Directive: Each entry below should be returned exactly as is, with the pictures removed.

Source records
........

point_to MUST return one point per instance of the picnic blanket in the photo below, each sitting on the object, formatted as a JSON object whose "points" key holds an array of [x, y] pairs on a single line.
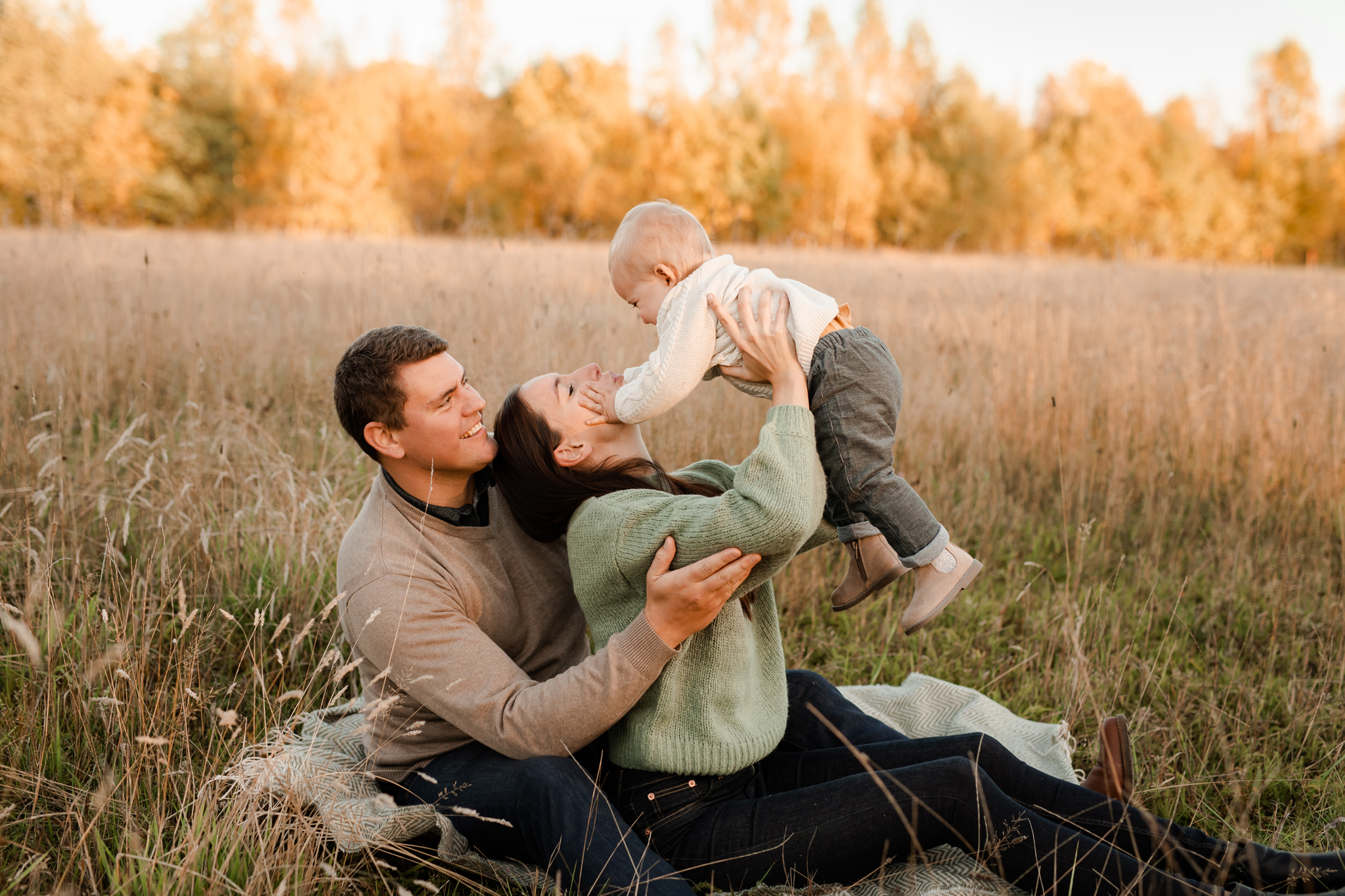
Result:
{"points": [[317, 763]]}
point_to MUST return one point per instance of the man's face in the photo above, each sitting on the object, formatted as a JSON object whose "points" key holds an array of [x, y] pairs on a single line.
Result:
{"points": [[444, 425]]}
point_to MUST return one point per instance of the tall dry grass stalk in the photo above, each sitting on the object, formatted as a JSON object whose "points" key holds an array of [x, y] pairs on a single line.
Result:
{"points": [[1151, 458]]}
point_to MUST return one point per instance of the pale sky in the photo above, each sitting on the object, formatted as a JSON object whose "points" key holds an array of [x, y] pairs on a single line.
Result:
{"points": [[1202, 49]]}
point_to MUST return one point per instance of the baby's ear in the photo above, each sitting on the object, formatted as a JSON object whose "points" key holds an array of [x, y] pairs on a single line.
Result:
{"points": [[666, 273]]}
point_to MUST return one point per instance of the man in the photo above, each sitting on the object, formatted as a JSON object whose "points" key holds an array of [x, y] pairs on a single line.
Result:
{"points": [[471, 647], [482, 696]]}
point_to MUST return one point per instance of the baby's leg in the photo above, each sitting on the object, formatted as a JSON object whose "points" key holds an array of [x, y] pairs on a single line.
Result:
{"points": [[854, 391]]}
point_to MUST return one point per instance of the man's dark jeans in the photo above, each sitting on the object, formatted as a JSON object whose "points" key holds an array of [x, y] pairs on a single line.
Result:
{"points": [[562, 821], [820, 816], [854, 393]]}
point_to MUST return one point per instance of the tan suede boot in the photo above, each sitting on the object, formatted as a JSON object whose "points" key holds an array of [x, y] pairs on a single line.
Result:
{"points": [[937, 585], [1114, 775], [873, 566]]}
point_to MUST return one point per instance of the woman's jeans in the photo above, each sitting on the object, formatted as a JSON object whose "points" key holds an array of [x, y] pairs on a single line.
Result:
{"points": [[560, 820], [820, 816], [854, 393]]}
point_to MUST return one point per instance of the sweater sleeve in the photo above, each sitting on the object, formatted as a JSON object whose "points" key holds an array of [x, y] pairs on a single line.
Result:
{"points": [[771, 507], [439, 657], [686, 345]]}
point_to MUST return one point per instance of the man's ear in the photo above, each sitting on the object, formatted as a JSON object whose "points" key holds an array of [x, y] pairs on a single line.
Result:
{"points": [[569, 454], [384, 440]]}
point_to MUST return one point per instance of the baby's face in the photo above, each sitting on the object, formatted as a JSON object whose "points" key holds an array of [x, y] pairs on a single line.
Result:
{"points": [[645, 293]]}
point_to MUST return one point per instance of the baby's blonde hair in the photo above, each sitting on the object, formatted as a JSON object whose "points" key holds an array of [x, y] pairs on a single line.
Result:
{"points": [[657, 233]]}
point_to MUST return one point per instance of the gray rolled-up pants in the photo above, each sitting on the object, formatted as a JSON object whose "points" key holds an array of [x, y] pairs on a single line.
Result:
{"points": [[854, 393]]}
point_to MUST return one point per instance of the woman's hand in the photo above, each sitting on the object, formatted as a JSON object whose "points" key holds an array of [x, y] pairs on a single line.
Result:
{"points": [[768, 351]]}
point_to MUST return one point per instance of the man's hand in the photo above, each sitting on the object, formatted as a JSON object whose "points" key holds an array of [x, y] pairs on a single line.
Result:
{"points": [[681, 603], [600, 398]]}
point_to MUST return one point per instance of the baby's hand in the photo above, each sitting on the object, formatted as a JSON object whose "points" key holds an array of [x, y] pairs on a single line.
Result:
{"points": [[600, 398]]}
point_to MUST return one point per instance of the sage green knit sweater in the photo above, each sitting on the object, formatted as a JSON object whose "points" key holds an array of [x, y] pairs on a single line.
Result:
{"points": [[720, 704]]}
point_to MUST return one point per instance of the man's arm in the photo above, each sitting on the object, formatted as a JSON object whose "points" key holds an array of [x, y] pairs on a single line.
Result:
{"points": [[440, 658]]}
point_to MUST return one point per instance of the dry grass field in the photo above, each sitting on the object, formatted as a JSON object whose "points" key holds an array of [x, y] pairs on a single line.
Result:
{"points": [[1151, 459]]}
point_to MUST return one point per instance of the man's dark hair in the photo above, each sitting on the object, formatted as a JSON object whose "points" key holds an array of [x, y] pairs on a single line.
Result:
{"points": [[366, 387]]}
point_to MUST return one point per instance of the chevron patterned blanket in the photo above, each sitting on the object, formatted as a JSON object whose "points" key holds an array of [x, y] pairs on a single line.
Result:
{"points": [[314, 763]]}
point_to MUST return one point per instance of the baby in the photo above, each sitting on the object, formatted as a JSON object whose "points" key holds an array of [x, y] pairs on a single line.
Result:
{"points": [[662, 263]]}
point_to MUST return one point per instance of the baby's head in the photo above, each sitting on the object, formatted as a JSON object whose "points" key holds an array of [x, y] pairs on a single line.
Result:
{"points": [[657, 246]]}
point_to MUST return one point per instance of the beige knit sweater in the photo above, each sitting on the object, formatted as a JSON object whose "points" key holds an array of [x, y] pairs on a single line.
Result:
{"points": [[693, 344], [472, 633]]}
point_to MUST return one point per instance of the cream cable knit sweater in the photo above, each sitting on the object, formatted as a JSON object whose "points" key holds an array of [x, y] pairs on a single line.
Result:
{"points": [[693, 344]]}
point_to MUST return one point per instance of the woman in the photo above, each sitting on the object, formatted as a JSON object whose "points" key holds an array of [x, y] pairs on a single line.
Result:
{"points": [[701, 774]]}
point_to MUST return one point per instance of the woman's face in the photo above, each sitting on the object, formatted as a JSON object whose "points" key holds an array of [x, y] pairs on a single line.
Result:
{"points": [[556, 396]]}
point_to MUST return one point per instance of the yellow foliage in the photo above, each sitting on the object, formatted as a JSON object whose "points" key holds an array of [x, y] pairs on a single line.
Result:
{"points": [[826, 144]]}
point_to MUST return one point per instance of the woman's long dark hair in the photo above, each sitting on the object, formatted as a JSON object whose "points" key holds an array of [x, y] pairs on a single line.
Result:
{"points": [[544, 496]]}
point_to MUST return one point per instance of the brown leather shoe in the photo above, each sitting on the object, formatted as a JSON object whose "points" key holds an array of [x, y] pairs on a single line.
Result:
{"points": [[937, 585], [1114, 775], [873, 566]]}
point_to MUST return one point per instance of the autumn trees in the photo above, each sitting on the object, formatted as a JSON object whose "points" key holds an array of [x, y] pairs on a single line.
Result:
{"points": [[827, 142]]}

........

Answer to this problem:
point_to MUST return one point per instance of the picnic blanket in the photo below, each sitting on the object, formatted as a JSON object whose "points" key holds an array of [x, y] pairs on a single line.
Result:
{"points": [[317, 763]]}
point_to MUST return one point per instance of the man's face in the photo above, each sitting on the object, formatted as a JSON object whose "points" key holds an array of [x, y] pairs on a single line.
Result:
{"points": [[444, 425]]}
point_to MUST return one point per instance of the tall dry grass stalk in the photo above, each sitting on the object, formatted as a JSON object whose "points" key holds an array of [x, y] pairs on a single line.
Result:
{"points": [[1151, 458]]}
point_to MUST return one point per instance of the pale sky in the photo above, each sitting on the object, formatted as a JSON object whose "points" key holds an array of [x, y] pairs on a single line.
Result:
{"points": [[1202, 49]]}
point_to MUST return one point per instance of the baby's ear in the photo above, each sitting on the object, formatted as a JSON object whose "points" key holds an array of [x, y] pairs on a single line.
Result:
{"points": [[666, 273]]}
point_to MUST return one point per instance of the man in the photo above, each sitting on the object, formatted as a JSON object whose "points" key holds an array of [x, y] pairs on a single line.
Result:
{"points": [[471, 647], [482, 696]]}
point_to MUST return one point per instance of the baby's leg in the photo above, each sitting on the object, formatted as a JSON object whose "points" key holds an array of [x, y] pairs on a single line.
Result:
{"points": [[854, 391]]}
point_to MUST return one point per instance of the man's dark jeans in the photo above, each sitting on the object, formatted as a JSON object whose "points" key holds an array of [x, y] pairs on a single line.
Result:
{"points": [[562, 821], [820, 816], [854, 393]]}
point_to MUST return one point per instance of the tan suede boot in the photo above, each sitting on the object, formatted as a JSON object whose "points" key holds an array of [x, y] pairs on a single line.
Result:
{"points": [[937, 585], [1114, 775], [873, 566]]}
point_to MUST return one point per instance of the woman's jeans in the photo above, each sitting on the object, formatted as a JSON object whose "points" key holds an array of [x, y] pairs on a single line.
Result:
{"points": [[560, 820], [820, 816], [854, 393]]}
point_to MUST return one point per instance of the sweater sleeve in the photo above, each sitting on the object, formatted as a JSON object whose "points" key holds an array of [x, y] pairs on a single line.
Result:
{"points": [[771, 507], [439, 657], [686, 345]]}
point_to MUST return one point per instance of the man's ear in the photo above, each sitting on the object, formatted as a JSON object whose "points" key holds an array of [x, y] pairs on a single line.
Result:
{"points": [[569, 454], [384, 440]]}
point_to MUST return one point per instance of the baby's face in the photo above, each sitting on the object, formatted as a JSON object whose "points" key holds an array of [x, y] pairs on a single line.
Result:
{"points": [[645, 293]]}
point_to MUST return one point per instance of the baby's blonde hair in the photo above, each sitting on the object, formatted as a JSON object whose "points" key holds an array of [x, y] pairs on a single line.
Result:
{"points": [[657, 233]]}
point_to MUST return one point per instance of the gray rolled-up pants in the photo above, each sitting on the object, formatted as a JSON object whose "points" key holds an array of [x, y] pairs on a single line.
Result:
{"points": [[854, 393]]}
point_to MUST return one point per instance of the woman's hand in the photo above, each sitting on the object, formatted as a JSON object whose "points" key holds an array of [x, y] pairs on a single line.
Result:
{"points": [[768, 351]]}
point_to MUST return one point per instance of the man's hand in the photo above, each sitting on the object, formatted as a JSON object whose "points" key holds an array of [x, y] pairs on a single line.
Result:
{"points": [[681, 603], [600, 398]]}
point_to MUST return one point per instance of the baby's hand in the photo above, each sitting on the object, formatted as a JSON object whose "points" key holds an array of [x, y] pairs on a single line.
Result:
{"points": [[600, 398]]}
point_to MUST return one point per instance of the sage green knit sweater in the photo above, each sitting on the object, formatted as a JSON object whose "points" key holds an array of [x, y] pairs on a single line.
Result:
{"points": [[720, 704]]}
point_to MUST return one point per instance of the man's arm in the photo above, each sitting on the object, formatted as a JSON object whose "points" key holds an array of [x, y] pairs on a single line.
Result:
{"points": [[440, 658]]}
point_to MUST return one point per instance of the dry grass field in the photo above, each sitting on the object, formatted as a JSON object whose "points" key holds an array of [x, y] pairs on a single line.
Result:
{"points": [[1151, 459]]}
point_to MUST return one point per instance of the man's dark hair in the photo above, each sitting on the object, formatted as a JSON object whose "points" key holds an array of [x, y] pairs on a single line.
Result:
{"points": [[366, 387]]}
point_to MUST return one point per instance of the chevron patterned blanket in the photo above, each sitting on the object, formatted as a JSON object whose "points" key holds an array of [x, y] pairs on a single line.
Result:
{"points": [[314, 763]]}
point_to MUST return one point per instance of the baby in the photo above, each sitting on the object, formatted as a JSON object whose "points" key holds an array of [x, y] pairs on a single line.
Result:
{"points": [[662, 263]]}
point_to MUST return one point per instance of the baby's head in the photo above, each sitting on the object, formatted as a JSON object whose "points" key holds an array of [x, y] pairs on a single line.
Result:
{"points": [[657, 246]]}
point_to MUST return one point per instance of the beige knit sweater in the photo above, each sitting on the object, formatted as a JSON object whose "points" key holds an array of [x, y] pairs on a single line.
Result:
{"points": [[693, 344], [472, 633]]}
point_to MUST return one point per instance of the cream cable knit sweater in the photo above, each sitting on the object, formatted as a JSON object whose "points" key holds an array of [x, y] pairs on a single line.
Result:
{"points": [[693, 344]]}
point_to MUST return one point per instance of the woman in the photo above, each sitting on the object, formatted as a JSON object whose "points" key holds an array of [x, y] pairs on a single line.
Result:
{"points": [[701, 774]]}
point_to MUST return one point per instance of the woman's face in the photo above, each sitting on the object, formatted as a JSON object whose "points" key holds an array of [x, y] pairs on a single line.
Result:
{"points": [[556, 396]]}
point_to MUST return one point per instance of the yellow foliage in the photo above, each sitting on the object, formatted as a JSON object whose "points" key holds an array of [x, y] pairs on a single line.
Result:
{"points": [[826, 144]]}
point_to MUST return one point per instance of the woman's long dark hair in the photo above, each sitting on the object, formatted as a JSON object whose "points" key holds an array of [x, y] pairs on a single line.
Result:
{"points": [[544, 496]]}
point_to MUST return one point per instance of the brown leather shoe in the photo above, each sitting on the object, formatted as a JSON object whose "points" key holds an array of [x, y] pairs on a single line.
Result:
{"points": [[937, 585], [1114, 775], [873, 566]]}
point_to MUST return one point per instance of the autumn trees in the photo above, each sitting on the object, formatted as a JSON object whose "points" key holds an array of [x, y] pairs on a single line.
Result:
{"points": [[827, 142]]}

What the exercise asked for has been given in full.